[Collected data]
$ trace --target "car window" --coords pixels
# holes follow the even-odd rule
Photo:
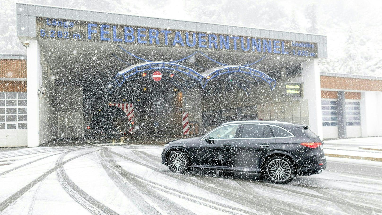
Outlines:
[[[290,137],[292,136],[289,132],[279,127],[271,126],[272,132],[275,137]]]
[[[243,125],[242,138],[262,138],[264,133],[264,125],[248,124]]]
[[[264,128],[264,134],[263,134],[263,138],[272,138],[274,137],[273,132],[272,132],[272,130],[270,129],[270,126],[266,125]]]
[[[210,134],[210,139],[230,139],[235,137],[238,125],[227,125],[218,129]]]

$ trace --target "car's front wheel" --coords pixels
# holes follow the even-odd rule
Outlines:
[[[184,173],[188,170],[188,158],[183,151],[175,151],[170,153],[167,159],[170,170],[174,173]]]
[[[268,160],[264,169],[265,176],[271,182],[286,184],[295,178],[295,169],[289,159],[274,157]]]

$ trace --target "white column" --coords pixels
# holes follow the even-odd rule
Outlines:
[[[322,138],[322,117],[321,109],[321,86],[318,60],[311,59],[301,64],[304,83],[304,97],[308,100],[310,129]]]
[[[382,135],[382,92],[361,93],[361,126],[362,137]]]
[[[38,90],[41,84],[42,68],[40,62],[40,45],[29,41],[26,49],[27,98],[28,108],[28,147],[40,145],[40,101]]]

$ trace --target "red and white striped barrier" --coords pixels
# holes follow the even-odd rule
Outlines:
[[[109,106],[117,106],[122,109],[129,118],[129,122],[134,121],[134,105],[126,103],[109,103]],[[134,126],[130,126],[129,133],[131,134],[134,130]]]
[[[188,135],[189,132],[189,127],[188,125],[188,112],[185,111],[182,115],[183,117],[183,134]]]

---

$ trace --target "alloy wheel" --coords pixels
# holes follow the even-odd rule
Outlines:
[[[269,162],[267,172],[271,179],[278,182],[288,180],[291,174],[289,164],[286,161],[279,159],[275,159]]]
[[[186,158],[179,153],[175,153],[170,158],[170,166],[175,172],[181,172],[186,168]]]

_Instruction:_ Return each line of the data that contains the word "trace", matching case exactly.

_Reply to the task:_
$ trace --target "car window" --coords pixels
$ trace --target "car's front wheel" --coords pixels
$ trace --target "white column" --coords pixels
$ trace --target "red and white striped barrier" --coords pixels
$ trace --target "alloy wheel" --coords pixels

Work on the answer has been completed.